- [Assignment]
Make an exact copy of all the records, one that contains none of the pictures.

*** Opening Source records ***

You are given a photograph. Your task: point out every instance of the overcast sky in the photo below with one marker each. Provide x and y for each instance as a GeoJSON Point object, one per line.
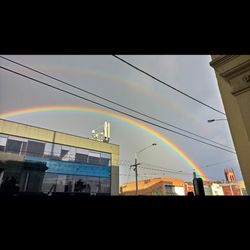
{"type": "Point", "coordinates": [111, 78]}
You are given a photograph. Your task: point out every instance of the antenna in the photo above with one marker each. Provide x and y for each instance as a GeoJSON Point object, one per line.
{"type": "Point", "coordinates": [103, 135]}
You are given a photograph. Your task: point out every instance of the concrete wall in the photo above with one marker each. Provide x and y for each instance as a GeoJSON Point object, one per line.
{"type": "Point", "coordinates": [23, 130]}
{"type": "Point", "coordinates": [233, 74]}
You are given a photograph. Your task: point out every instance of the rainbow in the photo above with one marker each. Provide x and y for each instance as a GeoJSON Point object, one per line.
{"type": "Point", "coordinates": [141, 125]}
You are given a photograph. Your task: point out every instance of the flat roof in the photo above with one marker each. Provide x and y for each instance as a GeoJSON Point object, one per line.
{"type": "Point", "coordinates": [57, 131]}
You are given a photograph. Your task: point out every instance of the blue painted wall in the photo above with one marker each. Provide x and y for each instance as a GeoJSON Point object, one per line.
{"type": "Point", "coordinates": [65, 167]}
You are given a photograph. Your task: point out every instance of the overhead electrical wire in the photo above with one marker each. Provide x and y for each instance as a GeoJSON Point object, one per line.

*** Closing Source records ***

- [Written solution]
You are given a photograph. Your task: point out every instance of the overcast sky in the photo below with one marker each. Provide x and y for each instance as a GeoJSON Point object, one per line.
{"type": "Point", "coordinates": [111, 78]}
You are given a photograph. Your task: point out every instance of the antenna in the photo above with one marker each. Provide x and y for each instance as a GeoJSON Point object, one per line.
{"type": "Point", "coordinates": [103, 135]}
You are given a photograph. Your task: point out every instance of the concrete wall in the photo above with one marker each. Provide x and y for each instance as a GeoJSON Point object, one per line.
{"type": "Point", "coordinates": [23, 130]}
{"type": "Point", "coordinates": [233, 74]}
You are given a photograph. Your task: point out every instance of the rainbow in the photo above with one marker each. Provide x and y for each instance as a GeoJSON Point object, one per line.
{"type": "Point", "coordinates": [141, 125]}
You are given a photograph. Your task: point out every instance of the flat roof in the photo above with one marker each. Provide x and y for each instance as a GeoJSON Point object, one per line.
{"type": "Point", "coordinates": [57, 131]}
You are given a photograph. Your task: point out every instance of the blue painted wall in the photo above with one marker each. Provide x and y for each instance as a GeoJSON Point object, one per line.
{"type": "Point", "coordinates": [65, 167]}
You are given a photograph. Your task: point out every instance of the overhead electrical wire in the photo above with one marker each. Provide x and y for each instance as a GeoJSON Point object, one per line.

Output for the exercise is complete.